Tareas del ejercicio
1/ Enumera todo lo que, según el fragmento sobre el independentismo catalán, «hemos visto».
2/ Retoma el fragmento sobre el independentismo catalán a partir de su última oración y continúalo con un párrafo más.

Ya no hay límites al desatino. A base de perderse el respeto a sí misma, la política en Cataluña ha sobrepasado de largo lo que más temía Tarradellas : el ridículo. Con su solemnidad grotesca, el independentismo ha ido de la tragedia a la comedia y de la comedia al desvarío. En este extravagante tránsito se ha dejado atrás cualquier posibilidad de recuperar su prestigio; lo que está pasando sólo puede ya contarse en clave de farsa, de sainete, de vodevil festivo. Aunque sea dramáticamente cierto todo lo que hemos visto: la sociedad dividida, el proyecto desquiciado, la economía destruida, la convivencia quebrada, la nación en vilo .

En cualquier comunidad seria, la gente se rebelaría contra este esperpento. Lo que no es capaz de embridar una clase dirigente trastornada lo enderezaría el pueblo. El problema más grave del conflicto catalán consiste, sin embargo, en que una buena parte de los ciudadanos está abducida por una enajenación emocional que le nubla el discernimiento; ha perdido el oremus. La imposición machacona del pensamiento único ha provocado una suerte de obnubilación masiva que ampara cualquier dislate bajo la sagrada advocación del destino manifiesto.

Registros de datos
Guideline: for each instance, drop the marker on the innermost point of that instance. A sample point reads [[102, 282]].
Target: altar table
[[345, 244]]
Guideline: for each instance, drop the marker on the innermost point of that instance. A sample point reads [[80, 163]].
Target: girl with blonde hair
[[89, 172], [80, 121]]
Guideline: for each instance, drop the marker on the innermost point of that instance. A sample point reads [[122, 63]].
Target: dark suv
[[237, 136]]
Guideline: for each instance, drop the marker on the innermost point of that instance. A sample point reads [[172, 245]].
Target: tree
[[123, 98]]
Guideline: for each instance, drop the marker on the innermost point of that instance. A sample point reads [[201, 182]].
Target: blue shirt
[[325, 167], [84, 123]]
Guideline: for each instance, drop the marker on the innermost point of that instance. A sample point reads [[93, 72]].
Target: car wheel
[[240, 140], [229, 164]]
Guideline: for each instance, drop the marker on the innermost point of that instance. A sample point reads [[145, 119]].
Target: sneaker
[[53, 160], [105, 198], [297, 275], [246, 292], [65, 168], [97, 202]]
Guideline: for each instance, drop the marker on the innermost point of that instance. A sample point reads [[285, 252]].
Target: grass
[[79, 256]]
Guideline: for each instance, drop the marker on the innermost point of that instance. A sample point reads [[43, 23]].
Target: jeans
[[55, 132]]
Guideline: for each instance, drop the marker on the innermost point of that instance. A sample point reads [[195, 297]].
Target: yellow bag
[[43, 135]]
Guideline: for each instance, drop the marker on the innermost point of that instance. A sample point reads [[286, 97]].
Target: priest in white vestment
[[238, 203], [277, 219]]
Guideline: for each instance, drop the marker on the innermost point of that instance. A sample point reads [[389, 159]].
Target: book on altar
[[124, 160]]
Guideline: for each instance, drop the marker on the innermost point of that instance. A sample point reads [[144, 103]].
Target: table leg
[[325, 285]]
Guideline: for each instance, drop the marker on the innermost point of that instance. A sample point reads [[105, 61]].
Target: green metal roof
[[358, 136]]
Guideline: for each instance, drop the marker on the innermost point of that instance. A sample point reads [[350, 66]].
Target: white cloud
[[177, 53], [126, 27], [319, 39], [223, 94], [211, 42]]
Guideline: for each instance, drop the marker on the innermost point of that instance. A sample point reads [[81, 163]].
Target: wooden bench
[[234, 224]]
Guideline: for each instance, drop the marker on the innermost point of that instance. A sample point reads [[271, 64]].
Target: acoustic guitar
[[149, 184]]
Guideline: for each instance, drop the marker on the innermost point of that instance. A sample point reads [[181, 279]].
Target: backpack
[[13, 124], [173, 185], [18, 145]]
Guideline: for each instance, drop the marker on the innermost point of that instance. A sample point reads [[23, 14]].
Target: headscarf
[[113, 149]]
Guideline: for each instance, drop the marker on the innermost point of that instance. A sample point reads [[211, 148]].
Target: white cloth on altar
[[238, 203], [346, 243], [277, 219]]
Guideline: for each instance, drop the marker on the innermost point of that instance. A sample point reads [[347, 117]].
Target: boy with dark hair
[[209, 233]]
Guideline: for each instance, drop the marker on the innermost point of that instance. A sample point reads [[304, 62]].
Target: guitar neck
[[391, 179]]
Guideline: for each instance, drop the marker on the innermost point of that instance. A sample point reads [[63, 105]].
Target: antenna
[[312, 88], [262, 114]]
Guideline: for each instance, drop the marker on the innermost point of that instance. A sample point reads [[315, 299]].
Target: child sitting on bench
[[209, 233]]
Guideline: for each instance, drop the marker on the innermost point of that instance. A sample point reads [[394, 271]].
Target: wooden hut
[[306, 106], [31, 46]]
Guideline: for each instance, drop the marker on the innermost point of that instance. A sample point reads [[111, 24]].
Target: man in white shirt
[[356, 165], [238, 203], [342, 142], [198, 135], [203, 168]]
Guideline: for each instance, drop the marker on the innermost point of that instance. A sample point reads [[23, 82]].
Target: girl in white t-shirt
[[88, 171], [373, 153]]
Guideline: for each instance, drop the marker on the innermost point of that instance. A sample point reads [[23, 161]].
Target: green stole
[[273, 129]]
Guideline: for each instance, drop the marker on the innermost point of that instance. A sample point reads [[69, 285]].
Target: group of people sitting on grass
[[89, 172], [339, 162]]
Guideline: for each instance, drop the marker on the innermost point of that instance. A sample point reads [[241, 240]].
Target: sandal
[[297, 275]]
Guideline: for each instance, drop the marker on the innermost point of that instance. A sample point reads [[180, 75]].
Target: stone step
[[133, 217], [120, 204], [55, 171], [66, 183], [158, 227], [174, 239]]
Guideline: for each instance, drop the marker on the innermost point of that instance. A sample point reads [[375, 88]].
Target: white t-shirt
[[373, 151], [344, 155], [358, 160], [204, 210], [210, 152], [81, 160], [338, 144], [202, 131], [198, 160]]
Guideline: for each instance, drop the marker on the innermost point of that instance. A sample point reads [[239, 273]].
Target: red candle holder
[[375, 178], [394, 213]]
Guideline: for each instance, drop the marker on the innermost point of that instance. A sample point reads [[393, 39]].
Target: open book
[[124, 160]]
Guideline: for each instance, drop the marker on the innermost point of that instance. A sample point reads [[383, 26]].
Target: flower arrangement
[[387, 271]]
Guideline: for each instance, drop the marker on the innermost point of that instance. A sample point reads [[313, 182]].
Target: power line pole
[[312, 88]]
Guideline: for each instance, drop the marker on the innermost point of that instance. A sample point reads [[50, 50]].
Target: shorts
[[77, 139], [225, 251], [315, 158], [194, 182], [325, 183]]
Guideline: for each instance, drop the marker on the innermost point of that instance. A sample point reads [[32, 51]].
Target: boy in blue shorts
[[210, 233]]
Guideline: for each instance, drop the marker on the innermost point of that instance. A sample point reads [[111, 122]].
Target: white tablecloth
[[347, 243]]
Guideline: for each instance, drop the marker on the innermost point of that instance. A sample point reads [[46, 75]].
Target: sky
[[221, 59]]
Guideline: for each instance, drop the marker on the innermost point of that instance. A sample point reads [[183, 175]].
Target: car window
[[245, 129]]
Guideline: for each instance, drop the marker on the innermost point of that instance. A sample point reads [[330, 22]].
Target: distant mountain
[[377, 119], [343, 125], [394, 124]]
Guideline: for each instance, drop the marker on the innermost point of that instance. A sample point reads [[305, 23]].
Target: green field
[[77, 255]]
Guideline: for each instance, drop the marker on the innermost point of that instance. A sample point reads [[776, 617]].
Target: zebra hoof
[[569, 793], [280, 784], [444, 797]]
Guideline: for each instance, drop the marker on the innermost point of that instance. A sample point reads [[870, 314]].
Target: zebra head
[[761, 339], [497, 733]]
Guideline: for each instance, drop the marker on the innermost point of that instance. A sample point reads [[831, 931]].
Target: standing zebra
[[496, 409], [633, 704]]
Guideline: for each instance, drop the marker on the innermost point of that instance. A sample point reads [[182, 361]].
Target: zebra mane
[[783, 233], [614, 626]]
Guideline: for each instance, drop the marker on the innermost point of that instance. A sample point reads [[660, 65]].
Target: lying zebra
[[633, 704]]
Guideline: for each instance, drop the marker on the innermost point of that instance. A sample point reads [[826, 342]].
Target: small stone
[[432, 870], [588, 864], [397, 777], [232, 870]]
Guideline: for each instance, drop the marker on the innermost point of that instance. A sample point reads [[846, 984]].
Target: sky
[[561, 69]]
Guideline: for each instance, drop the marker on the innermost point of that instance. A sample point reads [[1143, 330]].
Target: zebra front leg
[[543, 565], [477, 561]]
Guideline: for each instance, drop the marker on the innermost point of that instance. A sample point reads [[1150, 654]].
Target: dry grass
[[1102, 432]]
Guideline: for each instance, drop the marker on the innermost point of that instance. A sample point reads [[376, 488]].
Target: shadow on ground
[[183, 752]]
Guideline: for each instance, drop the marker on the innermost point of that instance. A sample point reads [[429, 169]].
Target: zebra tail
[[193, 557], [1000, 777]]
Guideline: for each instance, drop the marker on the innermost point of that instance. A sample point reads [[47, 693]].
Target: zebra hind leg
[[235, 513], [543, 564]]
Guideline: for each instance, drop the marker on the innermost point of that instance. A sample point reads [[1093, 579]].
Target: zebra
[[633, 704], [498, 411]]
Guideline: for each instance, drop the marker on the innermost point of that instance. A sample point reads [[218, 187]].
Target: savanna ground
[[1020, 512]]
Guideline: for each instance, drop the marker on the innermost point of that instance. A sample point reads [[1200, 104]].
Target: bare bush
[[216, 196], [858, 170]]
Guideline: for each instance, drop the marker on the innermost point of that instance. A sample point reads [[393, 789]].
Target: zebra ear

Respuestas en orden
1/
- La sociedad dividida
- El proyecto desquiciado
- La economía destruida
- La convivencia quebrada
- La nación en vilo

2/
Va a ser muy difícil reparar esa avería estructural que afecta a la psicología colectiva. Las elecciones de diciembre tal vez puedan lograr -y ya veremos- un cierto restablecimiento de la cordura política, pero ni siquiera un gobierno distinto tendrá capacidad de inducir a corto plazo un cambio de la hegemonía mental construida en años de concienzuda pedagogía. En el mejor de los casos costará mucho tiempo devolver la normalidad a una sociedad hipnotizada por espejismos y supercherías, a la que ni siquiera el brusco aterrizaje en la realidad del 155 ha desencantado de su ilusión ficticia. Pero antes de que eso ocurra, si llega a suceder, nos quedan por ver bastantes lances estrambóticos en este retablo de maravillas.